背景:310名学生分组汇报,每组最多8人。已经自由组队了34组(有的不足8人)。
已知:全部名单、自由组队名单
问题:将剩余学生进行分组
输出:分组名单、dict{学生:组号}便于登记分数
分析:关键--找出未分组的学生。
显然是一个集合运算,但未找到excel相关功能,因此考虑脚本代码实现
- 创建二维列表
li = [[] for i in range(40+1)] - python excel读、写的操作对象是分开独立的
- str判断中文字符
import xlrd
xls = xlrd.open_workbook('21自辨.xls')
sheets = xls.sheets() # [0]打开第一张表
"""
traverse read sheet[1]
output: dict[str: int] + 已有组数int
"""
def filter_name(name):
if not (u'\u4e00' <=name[-1] <= u'\u9fff'):
name=name[:-1]
return name
def name_to_group_ind(table):
name_dict={}
nrows = table.nrows # 行数
for i in range(1, nrows):
for cell in table.row_values(i)[1:]:
if cell:
name=filter_name(cell[:3])
if name in name_dict.keys():
print(f"{i}组{cell}增加失败:与{name_dict[name]}组{name}重复!")
else:
name_dict[name]=i
print(f"{len(name_dict)}人已完成,{nrows-1}组已分组,余{(nrows-1)*8-len(name_dict)}空位")
return name_dict, nrows
name_dict, nrows = name_to_group_ind(sheets[1])
"""
traverse write sheet[0]
"""
from xlutils.copy import copy
# xlsnew.save('21自辨-t.xls')
def write_while_group_continue(table, base, name_dict, xls_wt): # rd\wt是两个对象
groups=[[] for i in range(40+1)]
table_wt = xls_wt.get_sheet(0)

数据集条目:
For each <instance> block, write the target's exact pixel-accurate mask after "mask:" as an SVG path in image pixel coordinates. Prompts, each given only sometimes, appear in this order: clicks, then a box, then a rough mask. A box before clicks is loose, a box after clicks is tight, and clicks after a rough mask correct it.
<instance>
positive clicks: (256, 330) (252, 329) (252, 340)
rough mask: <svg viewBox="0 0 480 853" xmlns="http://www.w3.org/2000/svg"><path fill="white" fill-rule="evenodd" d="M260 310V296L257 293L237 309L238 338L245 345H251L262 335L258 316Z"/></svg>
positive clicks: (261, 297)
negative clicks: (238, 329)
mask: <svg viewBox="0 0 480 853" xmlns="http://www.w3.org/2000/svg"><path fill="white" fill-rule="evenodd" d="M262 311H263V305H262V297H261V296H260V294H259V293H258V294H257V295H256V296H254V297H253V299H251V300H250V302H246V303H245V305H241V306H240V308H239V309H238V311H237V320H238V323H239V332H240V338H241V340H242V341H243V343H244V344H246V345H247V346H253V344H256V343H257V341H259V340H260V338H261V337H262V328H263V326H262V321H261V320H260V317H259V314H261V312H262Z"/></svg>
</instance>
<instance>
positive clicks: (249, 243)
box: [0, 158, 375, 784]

任务内容:
1. 请列出文档正文代码中用 def 定义的全部函数名。
2. 原样抄录文档正文中从“return name_dict, nrows”到“table_wt = xls_wt.get_sheet(0)”的部分。

各题答案:
1. filter_name、name_to_group_ind、write_while_group_continue

2.
return name_dict, nrows
name_dict, nrows = name_to_group_ind(sheets[1])
"""
traverse write sheet[0]
"""
from xlutils.copy import copy
# xlsnew.save('21自辨-t.xls')
def write_while_group_continue(table, base, name_dict, xls_wt): # rd\wt是两个对象
groups=[[] for i in range(40+1)]
table_wt = xls_wt.get_sheet(0)